> [TEXTO FORNECIDO]:
····················
Fascículos de besugo - 3
Um campo da bola é bastante grande. Mesmo o campo do CDUP era grande, já em 1980. E era relvado (tinha chovido bastante e, sobretudo na faixa esquerda de quem ataca, isto visto da bancada central, a "relva" tinha perto de 30 cm de altura e havia pelo meio dela florzinhas amarelas; felizmente só fui a essa parte do campo em missão contemplativa, na segunda parte).
Mas a ideia é esta: é grande. Um campo da bola é grande e, mesmo hoje, a maior parte dos jogadores profissionais de topo, tem a bola controlada nos pés para aí 5 minutos por jogo (tirando o Messi, o Hulk, o Gerrard, o Cristiano, mais vinte e tal, e um tipo que agora não me lembro mas que joga no Saint Etiènne).
Naquela manhã eu era para jogar a médio-centro. Fiquei logo aborrecido porque faltou não sei quem, o tipo que mandava e que depois esteve em Macau com o Melancia e que vinha jogar directamente do "Twin's" queria jogar a ponta de lança, ao tipo que era defesa do Paços de Ferreira-B deu-lhe para cismar que queria ser médio-centro, houve sururu interno (até as chuteiras foram motivo de controvérsia no balneário mas eu fiquei com as que queria, ao menos isso) e, quando penetrámos o "ervado", nós, os talentosos alunos do 2º ano de Medicina, íamos de trombas uns com os outros. E eu com o nº 2 nas costas. Defesa direito.
····················
> [DADOS FORNECIDOS]:
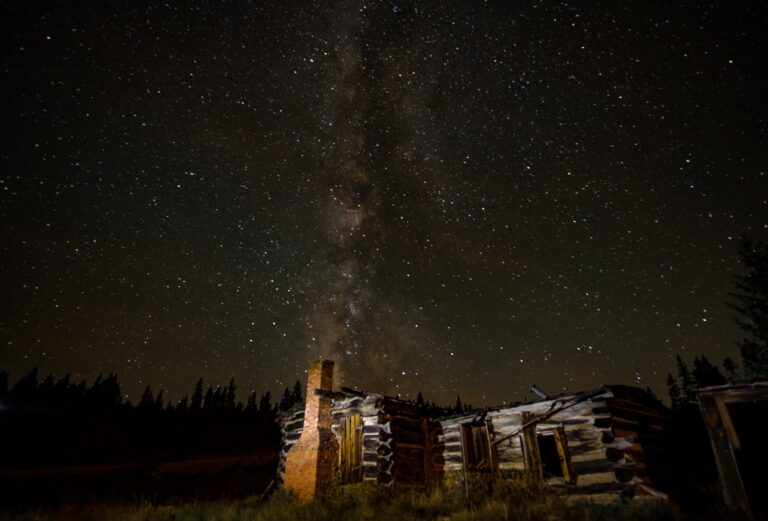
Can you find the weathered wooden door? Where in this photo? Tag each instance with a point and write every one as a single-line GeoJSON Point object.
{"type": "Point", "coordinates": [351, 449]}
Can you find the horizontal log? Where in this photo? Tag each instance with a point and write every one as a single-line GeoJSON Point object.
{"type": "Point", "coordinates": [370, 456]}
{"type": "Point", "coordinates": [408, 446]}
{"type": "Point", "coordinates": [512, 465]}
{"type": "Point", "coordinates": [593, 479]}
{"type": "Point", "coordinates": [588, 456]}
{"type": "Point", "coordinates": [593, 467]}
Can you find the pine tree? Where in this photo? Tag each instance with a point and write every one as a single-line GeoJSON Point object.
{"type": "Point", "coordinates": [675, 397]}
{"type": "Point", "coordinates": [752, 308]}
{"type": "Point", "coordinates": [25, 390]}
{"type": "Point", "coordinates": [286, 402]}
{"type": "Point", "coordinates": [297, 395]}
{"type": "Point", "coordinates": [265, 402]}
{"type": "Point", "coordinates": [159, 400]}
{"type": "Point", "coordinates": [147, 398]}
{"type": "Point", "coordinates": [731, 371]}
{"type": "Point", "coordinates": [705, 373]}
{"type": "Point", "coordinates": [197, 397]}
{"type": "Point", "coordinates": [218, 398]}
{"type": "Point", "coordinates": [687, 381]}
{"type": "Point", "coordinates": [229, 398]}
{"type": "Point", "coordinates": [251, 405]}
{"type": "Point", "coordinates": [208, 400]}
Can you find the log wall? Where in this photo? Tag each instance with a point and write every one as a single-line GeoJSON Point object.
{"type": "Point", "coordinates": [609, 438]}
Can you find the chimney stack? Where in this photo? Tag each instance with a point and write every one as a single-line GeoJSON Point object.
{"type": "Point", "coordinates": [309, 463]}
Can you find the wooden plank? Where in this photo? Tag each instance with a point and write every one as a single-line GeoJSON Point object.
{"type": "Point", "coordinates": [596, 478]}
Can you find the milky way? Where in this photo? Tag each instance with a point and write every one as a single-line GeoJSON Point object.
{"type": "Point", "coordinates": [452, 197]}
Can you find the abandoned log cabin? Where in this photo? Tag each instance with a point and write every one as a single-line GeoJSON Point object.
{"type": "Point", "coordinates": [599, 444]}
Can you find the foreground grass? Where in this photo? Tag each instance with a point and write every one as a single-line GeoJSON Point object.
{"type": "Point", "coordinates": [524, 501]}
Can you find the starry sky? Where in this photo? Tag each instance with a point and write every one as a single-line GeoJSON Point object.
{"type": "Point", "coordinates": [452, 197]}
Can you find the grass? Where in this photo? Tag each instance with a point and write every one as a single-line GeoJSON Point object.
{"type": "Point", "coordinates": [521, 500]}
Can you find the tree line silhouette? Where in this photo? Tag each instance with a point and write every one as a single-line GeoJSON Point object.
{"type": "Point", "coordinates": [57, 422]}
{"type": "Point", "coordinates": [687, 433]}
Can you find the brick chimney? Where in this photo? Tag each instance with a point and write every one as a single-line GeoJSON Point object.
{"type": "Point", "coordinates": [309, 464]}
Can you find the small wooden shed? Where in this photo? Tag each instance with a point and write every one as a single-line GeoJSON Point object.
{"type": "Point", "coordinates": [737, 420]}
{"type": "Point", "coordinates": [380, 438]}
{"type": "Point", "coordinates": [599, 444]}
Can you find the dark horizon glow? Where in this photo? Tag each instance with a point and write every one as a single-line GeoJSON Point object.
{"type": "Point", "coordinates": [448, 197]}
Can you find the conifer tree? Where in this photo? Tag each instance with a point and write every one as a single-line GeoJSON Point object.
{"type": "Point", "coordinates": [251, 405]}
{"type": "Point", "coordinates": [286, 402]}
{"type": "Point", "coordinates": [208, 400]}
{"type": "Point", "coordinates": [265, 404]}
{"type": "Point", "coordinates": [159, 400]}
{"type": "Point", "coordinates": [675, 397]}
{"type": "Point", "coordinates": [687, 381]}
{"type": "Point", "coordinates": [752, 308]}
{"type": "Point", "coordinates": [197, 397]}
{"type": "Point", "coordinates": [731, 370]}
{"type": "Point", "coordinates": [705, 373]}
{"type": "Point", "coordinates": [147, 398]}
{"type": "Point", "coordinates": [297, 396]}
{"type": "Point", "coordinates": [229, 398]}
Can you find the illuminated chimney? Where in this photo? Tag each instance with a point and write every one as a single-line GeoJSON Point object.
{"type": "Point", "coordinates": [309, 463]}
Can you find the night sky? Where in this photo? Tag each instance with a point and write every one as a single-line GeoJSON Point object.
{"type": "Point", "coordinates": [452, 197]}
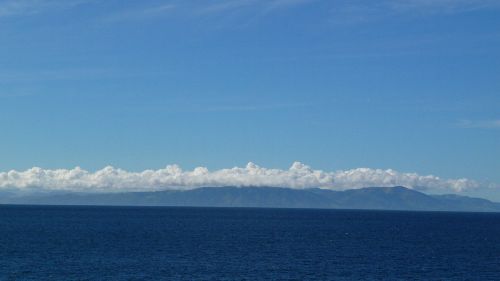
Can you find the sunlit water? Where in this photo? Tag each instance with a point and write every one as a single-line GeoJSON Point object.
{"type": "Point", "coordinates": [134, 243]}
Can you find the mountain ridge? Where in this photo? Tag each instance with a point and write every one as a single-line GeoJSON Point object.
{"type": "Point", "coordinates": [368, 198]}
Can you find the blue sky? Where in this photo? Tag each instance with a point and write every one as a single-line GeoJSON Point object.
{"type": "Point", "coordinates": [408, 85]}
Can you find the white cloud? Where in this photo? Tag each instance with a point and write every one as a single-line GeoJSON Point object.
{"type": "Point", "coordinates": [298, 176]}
····················
> [TAREFA A REALIZAR]: Copia sem alterações o trecho do texto fornecido que começa nas palavras "Naquela manhã eu" e termina depois de "costas. Defesa direito.".

> [RESPOSTA AO EXERCÍCIO]:
Naquela manhã eu era para jogar a médio-centro. Fiquei logo aborrecido porque faltou não sei quem, o tipo que mandava e que depois esteve em Macau com o Melancia e que vinha jogar directamente do "Twin's" queria jogar a ponta de lança, ao tipo que era defesa do Paços de Ferreira-B deu-lhe para cismar que queria ser médio-centro, houve sururu interno (até as chuteiras foram motivo de controvérsia no balneário mas eu fiquei com as que queria, ao menos isso) e, quando penetrámos o "ervado", nós, os talentosos alunos do 2º ano de Medicina, íamos de trombas uns com os outros. E eu com o nº 2 nas costas. Defesa direito.